**INSTRUCTION:** Each line below needs to be repeated precisely as it is.

**TASK MATERIAL:**
* * * * * * *

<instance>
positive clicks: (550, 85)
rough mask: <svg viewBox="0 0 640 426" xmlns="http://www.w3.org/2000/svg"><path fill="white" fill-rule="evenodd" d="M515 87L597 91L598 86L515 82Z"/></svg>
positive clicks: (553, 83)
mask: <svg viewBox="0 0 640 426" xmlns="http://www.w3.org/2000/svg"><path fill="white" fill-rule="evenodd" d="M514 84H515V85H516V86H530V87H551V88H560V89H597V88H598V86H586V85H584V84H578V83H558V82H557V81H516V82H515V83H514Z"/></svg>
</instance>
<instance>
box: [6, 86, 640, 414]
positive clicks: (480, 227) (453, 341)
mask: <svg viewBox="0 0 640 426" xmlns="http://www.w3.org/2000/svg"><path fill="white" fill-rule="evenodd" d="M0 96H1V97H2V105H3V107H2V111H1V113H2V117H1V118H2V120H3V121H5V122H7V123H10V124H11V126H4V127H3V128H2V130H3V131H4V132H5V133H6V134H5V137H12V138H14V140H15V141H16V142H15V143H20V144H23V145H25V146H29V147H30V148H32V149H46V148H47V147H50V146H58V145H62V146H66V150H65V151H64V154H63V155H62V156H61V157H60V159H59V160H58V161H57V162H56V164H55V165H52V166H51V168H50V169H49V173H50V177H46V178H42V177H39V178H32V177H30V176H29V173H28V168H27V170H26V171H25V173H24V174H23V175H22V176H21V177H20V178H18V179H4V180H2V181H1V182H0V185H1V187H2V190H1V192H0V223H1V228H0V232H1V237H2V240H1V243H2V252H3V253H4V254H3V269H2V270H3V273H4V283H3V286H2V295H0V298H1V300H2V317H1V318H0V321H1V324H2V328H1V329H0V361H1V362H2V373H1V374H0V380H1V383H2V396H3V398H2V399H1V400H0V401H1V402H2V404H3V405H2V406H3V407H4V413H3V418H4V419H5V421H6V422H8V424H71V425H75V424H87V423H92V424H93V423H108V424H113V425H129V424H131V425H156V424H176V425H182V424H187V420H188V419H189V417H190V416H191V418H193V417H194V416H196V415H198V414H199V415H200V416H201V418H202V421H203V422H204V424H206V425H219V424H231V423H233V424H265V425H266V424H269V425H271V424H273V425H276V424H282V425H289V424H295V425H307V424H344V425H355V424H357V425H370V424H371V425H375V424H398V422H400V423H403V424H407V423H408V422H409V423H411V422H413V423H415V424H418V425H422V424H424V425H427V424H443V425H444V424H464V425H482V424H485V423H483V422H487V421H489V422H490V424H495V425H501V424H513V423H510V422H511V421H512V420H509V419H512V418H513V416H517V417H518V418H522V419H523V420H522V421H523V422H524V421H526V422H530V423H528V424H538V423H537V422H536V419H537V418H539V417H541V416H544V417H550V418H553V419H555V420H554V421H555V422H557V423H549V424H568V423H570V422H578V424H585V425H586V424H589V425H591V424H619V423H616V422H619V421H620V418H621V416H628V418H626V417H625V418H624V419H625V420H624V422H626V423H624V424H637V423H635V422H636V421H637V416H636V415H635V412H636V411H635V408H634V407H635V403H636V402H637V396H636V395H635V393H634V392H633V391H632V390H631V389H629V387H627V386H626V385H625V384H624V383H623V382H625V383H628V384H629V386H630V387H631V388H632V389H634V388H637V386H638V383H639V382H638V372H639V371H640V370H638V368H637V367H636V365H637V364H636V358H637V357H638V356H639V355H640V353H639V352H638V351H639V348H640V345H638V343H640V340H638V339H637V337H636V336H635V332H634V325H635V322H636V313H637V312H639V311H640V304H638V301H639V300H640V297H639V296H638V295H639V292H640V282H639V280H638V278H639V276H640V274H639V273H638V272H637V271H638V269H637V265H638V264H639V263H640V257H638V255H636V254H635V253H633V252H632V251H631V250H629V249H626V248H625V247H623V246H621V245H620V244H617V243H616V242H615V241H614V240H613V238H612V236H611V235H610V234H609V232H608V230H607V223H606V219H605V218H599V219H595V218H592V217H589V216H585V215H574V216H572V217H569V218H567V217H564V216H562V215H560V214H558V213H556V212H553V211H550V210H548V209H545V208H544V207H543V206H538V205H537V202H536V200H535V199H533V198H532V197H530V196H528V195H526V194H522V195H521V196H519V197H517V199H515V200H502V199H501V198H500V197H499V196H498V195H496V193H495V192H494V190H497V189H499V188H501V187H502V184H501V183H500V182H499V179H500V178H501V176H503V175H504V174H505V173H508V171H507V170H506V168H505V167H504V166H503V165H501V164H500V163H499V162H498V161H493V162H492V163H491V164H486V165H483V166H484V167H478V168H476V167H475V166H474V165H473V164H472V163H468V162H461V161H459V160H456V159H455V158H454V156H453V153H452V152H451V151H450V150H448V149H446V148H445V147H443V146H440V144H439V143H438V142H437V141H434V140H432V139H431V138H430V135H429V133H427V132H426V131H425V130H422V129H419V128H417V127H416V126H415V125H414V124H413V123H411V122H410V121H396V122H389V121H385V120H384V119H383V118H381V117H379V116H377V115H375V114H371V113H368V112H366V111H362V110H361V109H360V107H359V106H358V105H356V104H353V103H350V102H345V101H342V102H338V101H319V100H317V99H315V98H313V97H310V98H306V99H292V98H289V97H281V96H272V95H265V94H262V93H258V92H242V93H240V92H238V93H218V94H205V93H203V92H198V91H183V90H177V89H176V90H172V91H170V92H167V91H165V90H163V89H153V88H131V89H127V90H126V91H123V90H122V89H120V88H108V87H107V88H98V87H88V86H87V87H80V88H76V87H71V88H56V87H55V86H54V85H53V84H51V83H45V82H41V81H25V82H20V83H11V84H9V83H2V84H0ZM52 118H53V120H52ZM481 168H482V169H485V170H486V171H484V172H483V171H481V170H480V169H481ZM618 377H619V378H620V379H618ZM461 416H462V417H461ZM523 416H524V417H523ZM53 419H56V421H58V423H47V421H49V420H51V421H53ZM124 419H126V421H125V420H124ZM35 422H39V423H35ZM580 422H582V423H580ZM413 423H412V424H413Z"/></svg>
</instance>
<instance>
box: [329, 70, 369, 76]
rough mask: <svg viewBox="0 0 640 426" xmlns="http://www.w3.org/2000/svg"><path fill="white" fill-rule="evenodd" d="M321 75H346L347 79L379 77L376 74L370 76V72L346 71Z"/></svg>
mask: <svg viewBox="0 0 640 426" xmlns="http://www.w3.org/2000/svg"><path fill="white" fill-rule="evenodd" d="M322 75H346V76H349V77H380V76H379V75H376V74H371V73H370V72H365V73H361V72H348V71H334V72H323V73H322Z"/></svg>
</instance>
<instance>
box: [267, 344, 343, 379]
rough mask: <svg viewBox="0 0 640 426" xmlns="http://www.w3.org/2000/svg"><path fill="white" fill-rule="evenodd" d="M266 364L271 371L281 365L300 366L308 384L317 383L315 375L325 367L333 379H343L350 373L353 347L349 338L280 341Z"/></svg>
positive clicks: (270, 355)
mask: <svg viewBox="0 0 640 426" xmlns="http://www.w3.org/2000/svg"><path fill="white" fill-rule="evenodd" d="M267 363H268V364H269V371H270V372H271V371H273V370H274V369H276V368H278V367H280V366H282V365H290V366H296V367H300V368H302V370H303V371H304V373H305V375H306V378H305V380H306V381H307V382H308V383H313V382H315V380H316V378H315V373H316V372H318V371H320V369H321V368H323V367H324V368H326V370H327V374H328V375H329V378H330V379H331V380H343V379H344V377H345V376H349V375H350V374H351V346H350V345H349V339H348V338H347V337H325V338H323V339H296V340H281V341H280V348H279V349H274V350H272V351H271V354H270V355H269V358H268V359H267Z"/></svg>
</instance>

* * * * * * *

**FINAL ANSWER:**
<instance>
positive clicks: (550, 85)
rough mask: <svg viewBox="0 0 640 426" xmlns="http://www.w3.org/2000/svg"><path fill="white" fill-rule="evenodd" d="M515 87L597 91L598 86L515 82Z"/></svg>
positive clicks: (553, 83)
mask: <svg viewBox="0 0 640 426" xmlns="http://www.w3.org/2000/svg"><path fill="white" fill-rule="evenodd" d="M514 84H515V85H516V86H530V87H551V88H560V89H597V88H598V86H586V85H584V84H578V83H558V82H557V81H516V82H515V83H514Z"/></svg>
</instance>
<instance>
box: [6, 86, 640, 414]
positive clicks: (480, 227) (453, 341)
mask: <svg viewBox="0 0 640 426" xmlns="http://www.w3.org/2000/svg"><path fill="white" fill-rule="evenodd" d="M0 96H1V97H2V105H3V107H2V111H1V113H2V117H1V118H2V120H3V121H5V122H7V123H10V124H11V126H4V127H3V128H2V130H3V131H4V132H5V133H6V134H5V137H12V138H14V140H15V141H16V142H15V143H20V144H23V145H25V146H29V147H30V148H32V149H46V148H47V147H50V146H58V145H62V146H66V150H65V151H64V154H63V155H62V156H61V157H60V159H59V160H58V161H57V162H56V164H55V165H52V166H51V168H50V169H49V173H50V177H46V178H42V177H39V178H32V177H30V176H29V173H28V168H27V170H26V171H25V173H24V174H23V175H22V176H21V177H20V178H18V179H4V180H2V181H1V182H0V185H1V187H2V190H1V192H0V223H1V228H0V232H1V237H2V240H1V243H2V252H3V253H4V254H3V269H2V270H3V273H4V283H3V286H2V295H0V298H1V300H2V317H1V318H0V321H1V324H2V328H1V329H0V361H1V362H2V373H1V374H0V380H1V383H2V396H3V398H2V399H1V400H0V401H1V402H2V404H3V405H2V406H3V407H4V413H3V418H4V419H5V421H6V422H8V424H71V425H75V424H87V423H92V424H93V423H108V424H113V425H129V424H131V425H156V424H176V425H182V424H187V420H188V419H189V417H190V416H191V418H193V417H194V416H196V415H198V414H199V415H200V416H201V418H202V421H203V422H204V424H206V425H219V424H231V423H233V424H265V425H266V424H269V425H271V424H273V425H276V424H282V425H289V424H295V425H307V424H344V425H355V424H357V425H370V424H371V425H375V424H398V422H400V423H403V424H407V423H408V422H409V423H411V422H413V423H415V424H418V425H422V424H424V425H427V424H443V425H444V424H464V425H482V424H485V423H483V422H487V421H489V422H490V424H495V425H501V424H513V423H510V422H511V421H512V420H509V419H512V418H513V416H517V417H518V418H522V419H523V420H522V421H523V422H524V421H526V422H530V423H528V424H538V423H537V422H536V419H537V418H539V417H541V416H544V417H550V418H553V419H555V420H554V421H555V422H557V423H549V424H568V423H570V422H578V424H585V425H586V424H589V425H591V424H619V423H616V422H619V421H620V418H621V416H628V418H626V417H625V418H624V419H625V420H624V422H626V423H624V424H637V423H635V422H636V421H637V416H636V415H635V412H636V411H635V408H634V407H635V403H636V402H637V396H636V395H635V393H634V392H633V391H632V390H631V389H629V387H627V386H626V385H625V384H624V383H623V382H625V383H628V384H629V386H630V387H631V388H632V389H634V388H637V386H638V383H639V382H638V372H639V371H640V370H638V368H637V367H636V365H637V364H636V358H637V357H638V356H639V355H640V353H639V352H638V351H639V348H640V345H638V343H640V340H638V339H637V337H636V336H635V332H634V325H635V322H636V313H637V312H639V311H640V304H638V301H639V300H640V297H639V296H638V295H639V292H640V282H639V280H638V278H639V276H640V274H639V273H638V272H637V271H638V269H637V265H638V264H639V263H640V257H638V255H636V254H635V253H633V252H632V251H631V250H629V249H626V248H625V247H623V246H621V245H620V244H617V243H616V242H615V241H614V240H613V238H612V236H611V235H610V234H609V232H608V230H607V223H606V219H605V218H599V219H595V218H592V217H589V216H585V215H574V216H572V217H569V218H567V217H564V216H562V215H560V214H558V213H556V212H553V211H550V210H548V209H545V208H544V207H543V206H538V205H537V202H536V200H535V199H533V198H532V197H530V196H528V195H526V194H522V195H521V196H519V197H517V199H515V200H502V199H501V198H500V197H499V196H498V195H496V193H495V192H494V190H497V189H499V188H501V187H502V184H501V183H500V182H499V179H500V178H501V176H503V175H504V174H505V173H508V171H507V170H506V168H505V167H504V166H503V165H501V164H500V163H499V162H498V161H493V162H492V163H491V164H486V165H483V166H484V167H478V168H476V167H475V166H474V165H473V164H472V163H468V162H461V161H459V160H456V159H455V158H454V156H453V153H452V152H451V151H450V150H448V149H446V148H445V147H443V146H440V144H439V143H438V142H437V141H434V140H432V139H431V138H430V135H429V133H427V132H426V131H425V130H422V129H419V128H417V127H416V126H415V125H414V124H413V123H411V122H410V121H396V122H389V121H385V120H384V119H383V118H381V117H379V116H377V115H375V114H371V113H368V112H366V111H362V110H361V109H360V107H359V106H358V105H356V104H353V103H350V102H345V101H342V102H338V101H319V100H317V99H315V98H313V97H310V98H306V99H292V98H289V97H281V96H272V95H265V94H262V93H258V92H242V93H240V92H238V93H218V94H205V93H203V92H198V91H183V90H177V89H176V90H172V91H170V92H167V91H165V90H163V89H153V88H131V89H127V90H126V91H123V90H122V89H120V88H108V87H107V88H98V87H88V86H87V87H80V88H76V87H71V88H56V87H55V86H54V85H53V84H51V83H45V82H41V81H25V82H20V83H11V84H9V83H2V84H0ZM52 118H53V120H52ZM481 168H482V169H485V170H486V171H484V172H483V171H481V170H480V169H481ZM618 377H619V378H620V379H618ZM461 416H462V417H461ZM523 416H524V417H523ZM53 419H56V421H58V423H47V421H49V420H51V421H53ZM124 419H126V421H125V420H124ZM35 422H39V423H35ZM580 422H582V423H580ZM413 423H412V424H413Z"/></svg>
</instance>
<instance>
box: [329, 70, 369, 76]
rough mask: <svg viewBox="0 0 640 426" xmlns="http://www.w3.org/2000/svg"><path fill="white" fill-rule="evenodd" d="M321 75H346L347 79L379 77L376 74L370 76V72L346 71Z"/></svg>
mask: <svg viewBox="0 0 640 426" xmlns="http://www.w3.org/2000/svg"><path fill="white" fill-rule="evenodd" d="M322 75H346V76H349V77H380V76H379V75H376V74H371V73H370V72H365V73H361V72H348V71H334V72H323V73H322Z"/></svg>
</instance>
<instance>
box: [267, 344, 343, 379]
rough mask: <svg viewBox="0 0 640 426" xmlns="http://www.w3.org/2000/svg"><path fill="white" fill-rule="evenodd" d="M266 364L271 371L281 365L300 366L308 384L317 383L315 375L325 367L333 379H343L350 373L353 347L349 338L280 341Z"/></svg>
positive clicks: (270, 355)
mask: <svg viewBox="0 0 640 426" xmlns="http://www.w3.org/2000/svg"><path fill="white" fill-rule="evenodd" d="M267 363H268V364H269V371H270V372H271V371H273V370H274V369H276V368H278V367H280V366H282V365H290V366H296V367H300V368H302V370H303V371H304V373H305V375H306V378H305V380H306V381H307V382H308V383H313V382H315V380H316V378H315V373H316V372H318V371H320V369H321V368H323V367H324V368H326V370H327V374H328V375H329V378H330V379H331V380H343V379H344V377H345V376H349V375H350V374H351V346H350V345H349V339H348V338H347V337H325V338H323V339H296V340H281V341H280V348H279V349H274V350H272V351H271V354H270V355H269V358H268V359H267Z"/></svg>
</instance>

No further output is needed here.